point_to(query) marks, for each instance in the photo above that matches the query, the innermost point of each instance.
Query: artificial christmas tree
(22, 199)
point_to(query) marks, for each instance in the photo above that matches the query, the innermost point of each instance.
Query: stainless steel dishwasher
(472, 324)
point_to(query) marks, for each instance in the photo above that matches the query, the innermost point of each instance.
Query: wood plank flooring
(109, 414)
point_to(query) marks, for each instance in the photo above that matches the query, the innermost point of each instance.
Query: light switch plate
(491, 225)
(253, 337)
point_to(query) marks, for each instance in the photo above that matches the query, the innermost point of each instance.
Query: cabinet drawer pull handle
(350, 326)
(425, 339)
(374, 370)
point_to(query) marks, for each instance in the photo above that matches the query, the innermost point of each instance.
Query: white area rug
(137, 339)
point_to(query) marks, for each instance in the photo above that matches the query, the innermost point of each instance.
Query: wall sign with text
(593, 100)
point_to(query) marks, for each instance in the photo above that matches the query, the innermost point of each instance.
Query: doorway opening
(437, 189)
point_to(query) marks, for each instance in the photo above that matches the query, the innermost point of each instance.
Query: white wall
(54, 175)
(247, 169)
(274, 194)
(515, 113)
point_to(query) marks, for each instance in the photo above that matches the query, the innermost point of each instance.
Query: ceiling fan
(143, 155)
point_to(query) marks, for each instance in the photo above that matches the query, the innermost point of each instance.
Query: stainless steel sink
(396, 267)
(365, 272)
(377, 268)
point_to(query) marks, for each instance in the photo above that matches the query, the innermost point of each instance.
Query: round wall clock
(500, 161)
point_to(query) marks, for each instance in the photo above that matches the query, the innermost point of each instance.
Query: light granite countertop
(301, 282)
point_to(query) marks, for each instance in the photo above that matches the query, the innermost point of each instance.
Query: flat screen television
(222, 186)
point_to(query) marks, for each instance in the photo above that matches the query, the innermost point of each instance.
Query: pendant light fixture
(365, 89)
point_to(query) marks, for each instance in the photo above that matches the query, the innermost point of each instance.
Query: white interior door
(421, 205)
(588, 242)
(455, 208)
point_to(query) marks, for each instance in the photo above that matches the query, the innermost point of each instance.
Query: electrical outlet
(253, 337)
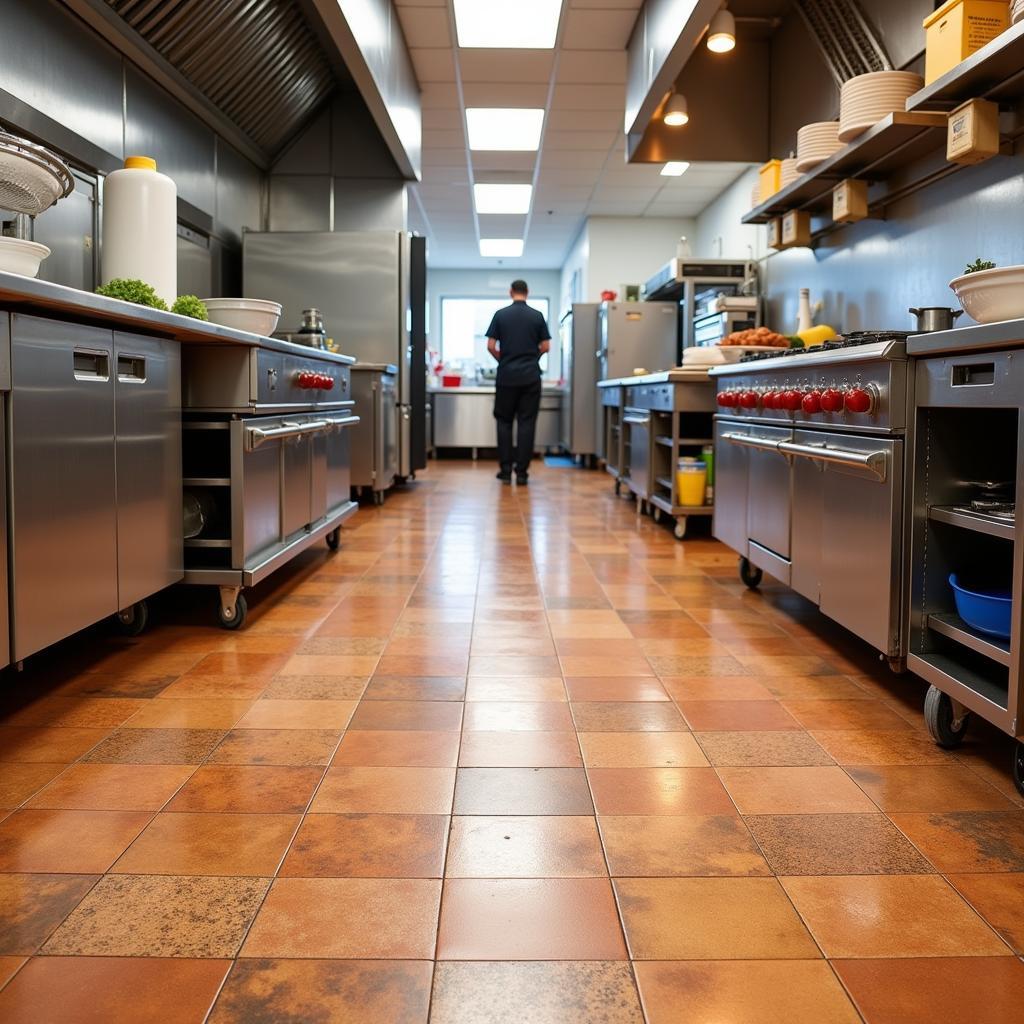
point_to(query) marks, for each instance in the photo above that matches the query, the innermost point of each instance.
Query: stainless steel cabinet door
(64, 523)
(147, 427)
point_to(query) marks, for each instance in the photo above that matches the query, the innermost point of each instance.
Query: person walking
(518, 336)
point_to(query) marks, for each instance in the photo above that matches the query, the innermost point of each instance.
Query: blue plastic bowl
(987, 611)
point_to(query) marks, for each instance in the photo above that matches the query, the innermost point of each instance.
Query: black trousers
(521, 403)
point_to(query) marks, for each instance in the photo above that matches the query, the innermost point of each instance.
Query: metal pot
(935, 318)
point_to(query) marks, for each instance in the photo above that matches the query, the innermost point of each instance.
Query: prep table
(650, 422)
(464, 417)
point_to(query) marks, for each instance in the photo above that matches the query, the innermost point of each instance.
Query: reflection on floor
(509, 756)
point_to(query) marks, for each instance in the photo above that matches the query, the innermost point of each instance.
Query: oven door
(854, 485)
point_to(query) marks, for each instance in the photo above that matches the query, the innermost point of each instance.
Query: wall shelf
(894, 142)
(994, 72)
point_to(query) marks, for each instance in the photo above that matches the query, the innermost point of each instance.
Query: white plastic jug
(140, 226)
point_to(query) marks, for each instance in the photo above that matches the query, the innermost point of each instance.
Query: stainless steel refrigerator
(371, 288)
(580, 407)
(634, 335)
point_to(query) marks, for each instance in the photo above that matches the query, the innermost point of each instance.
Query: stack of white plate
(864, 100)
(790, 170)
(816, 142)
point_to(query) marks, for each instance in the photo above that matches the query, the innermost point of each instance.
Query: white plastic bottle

::::::::::

[EXERCISE REQUIREMENTS]
Repeat the material above exactly; any picture in it is left out.

[OUTPUT]
point_to(query) marks, for each instance in the photo above that matches the query, the innermost point of each instance.
Query: artificial christmas tree
(22, 199)
point_to(query) marks, for each instance in the photo above that matches the query, the innermost point of each instance.
Query: stainless steel dishwasher
(472, 324)
point_to(query) marks, for each instance in the photo above that matches the query, the innermost point of each instance.
Query: wood plank flooring
(109, 414)
point_to(query) marks, for each instance in the photo above that matches the query, the innermost point of each instance.
Query: light switch plate
(491, 225)
(253, 337)
point_to(query) marks, for each instance in the photo above that matches the query, the innermost point of each instance.
Query: cabinet drawer pull handle
(350, 326)
(425, 339)
(374, 370)
point_to(query) marks, for each instance in the photo above that matches the query, the innermost point of each instance.
Query: white area rug
(137, 339)
point_to(query) marks, for each instance in the photo above that matches the query, the innermost point of each instance.
Query: wall sign with text
(593, 100)
point_to(query) marks, for each instance in the photo above that matches the query, the innermost point of each instance.
Query: doorway opening
(437, 189)
point_to(query) marks, for each instance in the photo above that matches the query, the innermost point of each instance.
Query: white wall
(54, 175)
(247, 169)
(274, 194)
(515, 113)
point_to(query) marks, for each instance in the photo above that matches the query, the innermost point of each instance.
Query: ceiling fan
(143, 155)
point_to(query) marks, for each instance in the photo above that matches the query, the innermost point of each instance.
Query: stainless steel sink
(396, 267)
(365, 272)
(377, 268)
point_to(query) marks, for each instance in the photo above that matches the query, the innermost point of each instance.
Query: round wall clock
(500, 161)
point_to(query) marks, for each instance in the photo above that matches the query, the innermost point of each instance.
Query: light granite countertop
(301, 282)
point_to(query) marks, for each instance in the photo above that matches the query, the innermost point of each instance.
Query: flat screen television
(222, 186)
point_to(query) marks, for each instance in the photo above that matches the query, the innermost point of each instance.
Query: pendant light fixture
(365, 89)
point_to(query) marks, for each instance in the photo above that matches the query, the innermost point of each instance.
Query: white interior door
(421, 205)
(588, 242)
(455, 208)
point_to(query) marks, for each instance in the photo above that matches the query, the innermost point of each instance.
Query: electrical outlet
(253, 337)
point_to(query) marks, for each instance in the photo above that matches the query, the innermost point of each instance.
Query: stainless steel cabinet door
(64, 523)
(147, 427)
point_to(query) marks, for each instance in the photo above that matches the query, the innermost point of each instance.
Query: person walking
(518, 336)
point_to(query) marks, for each instance in the photo above that matches the query, the innermost point of each instance.
Query: blue plastic bowl
(987, 611)
point_to(query) marks, for each instance in the photo above that matches the query, the innermost point of each instance.
Query: black trousers
(521, 403)
point_to(query) marks, for each instance in the photo above that matches the query, the innermost point of each instance.
Query: metal pot
(935, 318)
point_to(query) marks, for each instance in the photo above that matches the query, the innermost point of each instance.
Query: prep table
(650, 422)
(464, 417)
point_to(query) marks, for each instance in the photo above that matches the query, the innermost point of each instance.
Query: reflection on floor
(509, 756)
point_to(query) marks, for each instance in the photo above that matches the query, the innermost point of each instance.
Query: oven door
(854, 485)
point_to(query) marks, for each instance in the photo above that matches the query, the innermost point of each instance.
Query: wall shelf
(894, 142)
(994, 72)
point_to(query) marks, for each instance in the photo above that matches the query, the innermost point of each instance.
Query: white plastic jug
(140, 226)
point_to(query) marks, for each instance in the photo above that matches the query, the innermost point of each instance.
Query: stainless steel refrigerator
(371, 288)
(580, 407)
(634, 335)
point_to(query) marks, for each instance in the photo above that matches the query, the innermost point of each instance.
Query: stack of white plate
(864, 100)
(790, 170)
(816, 142)
point_to(query) marks, for each instance in the photo above that matches the query, the innermost point of each instance.
Query: white plastic bottle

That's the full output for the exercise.